DESCRIPTION OF THE TASK: Quote every one of the following items verbatim.

PROVIDED RECORDS:
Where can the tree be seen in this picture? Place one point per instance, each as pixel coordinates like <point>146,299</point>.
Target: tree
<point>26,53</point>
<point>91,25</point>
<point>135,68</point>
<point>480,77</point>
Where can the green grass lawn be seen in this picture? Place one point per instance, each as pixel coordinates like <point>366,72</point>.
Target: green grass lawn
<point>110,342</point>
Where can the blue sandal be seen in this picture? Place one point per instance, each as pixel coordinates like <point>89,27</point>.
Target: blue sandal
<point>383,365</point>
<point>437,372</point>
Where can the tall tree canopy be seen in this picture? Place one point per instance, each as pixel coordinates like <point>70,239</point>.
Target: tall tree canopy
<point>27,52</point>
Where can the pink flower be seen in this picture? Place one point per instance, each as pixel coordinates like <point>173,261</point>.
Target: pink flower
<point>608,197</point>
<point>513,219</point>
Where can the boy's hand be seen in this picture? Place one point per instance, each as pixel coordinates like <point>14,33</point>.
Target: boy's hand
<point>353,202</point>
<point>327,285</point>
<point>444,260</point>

EXERCISE ANSWER:
Where can the tree be seen in this picture? Place one point per instance, each as pixel coordinates like <point>146,299</point>.
Target: tree
<point>26,53</point>
<point>91,25</point>
<point>135,68</point>
<point>480,77</point>
Where can the green grass lawn be seen in this picture? Place one point per instance, each as pixel coordinates like <point>366,72</point>.
Target: green grass lawn
<point>110,342</point>
Where can the blue sandal be seen in this picture? Place one point per instance, each as pixel coordinates like <point>89,27</point>.
Target: blue sandal
<point>383,365</point>
<point>437,372</point>
Where can the tall tree canopy be seen in this picture? Place one point per instance, each as pixel coordinates like <point>70,239</point>.
Target: tall tree canopy
<point>27,52</point>
Where can the pink flower be seen in this picture? Place one point per instance, each as pixel coordinates like <point>173,261</point>.
Target: pink flower
<point>608,197</point>
<point>513,219</point>
Where can the boy's hand be seen in this picture? Place one point per instance, each as pixel coordinates like <point>14,33</point>.
Target: boy's hand
<point>353,202</point>
<point>327,285</point>
<point>444,260</point>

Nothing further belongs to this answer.